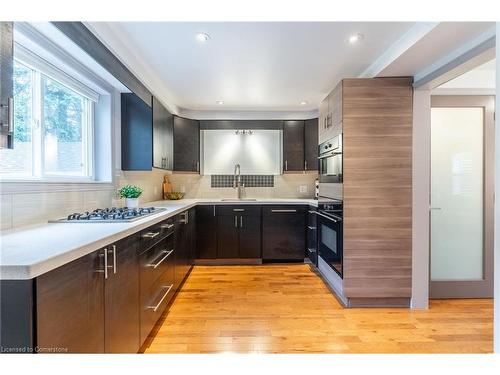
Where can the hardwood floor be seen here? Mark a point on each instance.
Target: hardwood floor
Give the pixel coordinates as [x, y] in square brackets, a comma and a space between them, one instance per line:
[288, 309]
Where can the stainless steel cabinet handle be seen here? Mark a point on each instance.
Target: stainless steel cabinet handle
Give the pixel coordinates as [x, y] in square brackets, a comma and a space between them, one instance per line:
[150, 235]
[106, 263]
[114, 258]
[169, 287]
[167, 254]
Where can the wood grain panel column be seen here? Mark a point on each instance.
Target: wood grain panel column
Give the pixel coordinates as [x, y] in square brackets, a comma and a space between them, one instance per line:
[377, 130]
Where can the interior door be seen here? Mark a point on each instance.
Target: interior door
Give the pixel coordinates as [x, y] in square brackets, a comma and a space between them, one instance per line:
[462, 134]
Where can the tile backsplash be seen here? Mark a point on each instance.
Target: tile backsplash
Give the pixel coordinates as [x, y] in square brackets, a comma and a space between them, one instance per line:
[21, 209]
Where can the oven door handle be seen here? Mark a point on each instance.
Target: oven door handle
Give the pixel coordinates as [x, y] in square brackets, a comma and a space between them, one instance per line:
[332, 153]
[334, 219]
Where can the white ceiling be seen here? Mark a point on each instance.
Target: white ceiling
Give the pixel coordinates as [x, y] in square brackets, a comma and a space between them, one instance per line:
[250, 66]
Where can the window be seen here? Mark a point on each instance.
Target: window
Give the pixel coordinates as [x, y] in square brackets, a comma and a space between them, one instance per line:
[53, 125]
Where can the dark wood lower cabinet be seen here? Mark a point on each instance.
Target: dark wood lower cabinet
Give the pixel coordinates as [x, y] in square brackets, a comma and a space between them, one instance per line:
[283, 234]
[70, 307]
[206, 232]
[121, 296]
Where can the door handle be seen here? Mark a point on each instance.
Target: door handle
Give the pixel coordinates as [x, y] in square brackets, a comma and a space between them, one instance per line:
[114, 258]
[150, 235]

--

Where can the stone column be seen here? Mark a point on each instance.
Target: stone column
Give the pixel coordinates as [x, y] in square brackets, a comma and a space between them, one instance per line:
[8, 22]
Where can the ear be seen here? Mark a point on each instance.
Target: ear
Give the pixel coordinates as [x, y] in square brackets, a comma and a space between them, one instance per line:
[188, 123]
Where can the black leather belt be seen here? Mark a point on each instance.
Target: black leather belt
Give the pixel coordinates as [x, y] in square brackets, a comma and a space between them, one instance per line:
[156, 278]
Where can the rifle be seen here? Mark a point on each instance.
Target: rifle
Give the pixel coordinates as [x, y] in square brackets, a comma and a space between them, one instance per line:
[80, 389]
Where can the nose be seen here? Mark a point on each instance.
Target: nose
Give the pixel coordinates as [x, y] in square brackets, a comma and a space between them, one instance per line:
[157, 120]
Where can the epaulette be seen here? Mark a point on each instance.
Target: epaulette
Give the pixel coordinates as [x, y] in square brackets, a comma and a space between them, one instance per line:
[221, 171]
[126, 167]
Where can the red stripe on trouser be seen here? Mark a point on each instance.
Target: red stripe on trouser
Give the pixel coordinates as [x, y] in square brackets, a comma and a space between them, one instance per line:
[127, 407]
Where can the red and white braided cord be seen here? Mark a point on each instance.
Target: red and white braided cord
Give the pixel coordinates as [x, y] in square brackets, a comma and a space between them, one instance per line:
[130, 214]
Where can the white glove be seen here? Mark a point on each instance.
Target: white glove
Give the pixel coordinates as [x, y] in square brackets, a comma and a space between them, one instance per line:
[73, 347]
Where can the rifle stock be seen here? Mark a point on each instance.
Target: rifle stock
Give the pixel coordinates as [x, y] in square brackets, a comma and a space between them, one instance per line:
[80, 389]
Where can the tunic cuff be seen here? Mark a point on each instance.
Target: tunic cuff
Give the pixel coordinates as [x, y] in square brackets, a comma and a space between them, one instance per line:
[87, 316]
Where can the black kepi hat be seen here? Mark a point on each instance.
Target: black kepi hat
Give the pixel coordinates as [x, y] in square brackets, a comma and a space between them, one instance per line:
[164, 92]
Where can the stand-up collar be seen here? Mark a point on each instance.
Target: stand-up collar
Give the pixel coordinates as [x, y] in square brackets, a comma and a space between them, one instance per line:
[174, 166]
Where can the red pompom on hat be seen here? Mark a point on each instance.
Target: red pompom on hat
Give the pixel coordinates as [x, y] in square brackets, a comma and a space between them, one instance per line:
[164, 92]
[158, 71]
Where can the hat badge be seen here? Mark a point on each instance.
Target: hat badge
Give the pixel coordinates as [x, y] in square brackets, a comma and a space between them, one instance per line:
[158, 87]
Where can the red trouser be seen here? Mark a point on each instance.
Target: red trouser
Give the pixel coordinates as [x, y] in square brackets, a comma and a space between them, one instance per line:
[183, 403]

*The exercise*: Count the lines in the items above that contain the string "handle". Reply with that number alone.

*Solution*: 6